## What is needed
Can you find every line in the data below that contains the word "gold" and copy each of those lines out in full?

[Segmentation dataset excerpts]
---

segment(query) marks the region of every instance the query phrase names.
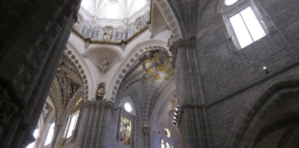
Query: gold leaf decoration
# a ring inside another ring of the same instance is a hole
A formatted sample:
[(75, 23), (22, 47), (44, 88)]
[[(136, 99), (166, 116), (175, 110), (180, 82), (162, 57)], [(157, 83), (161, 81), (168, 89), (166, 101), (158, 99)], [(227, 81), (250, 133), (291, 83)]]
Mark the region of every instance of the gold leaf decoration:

---

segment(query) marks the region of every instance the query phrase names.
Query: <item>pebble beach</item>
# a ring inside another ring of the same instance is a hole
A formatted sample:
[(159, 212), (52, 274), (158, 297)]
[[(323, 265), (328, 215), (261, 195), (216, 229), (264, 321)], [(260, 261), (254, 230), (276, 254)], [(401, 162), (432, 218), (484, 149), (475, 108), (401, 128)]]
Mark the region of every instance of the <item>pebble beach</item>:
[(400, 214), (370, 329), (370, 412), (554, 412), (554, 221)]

---

## Answer to the problem
Query: gold leaf decoration
Mark the region of every instance of the gold leaf decoration:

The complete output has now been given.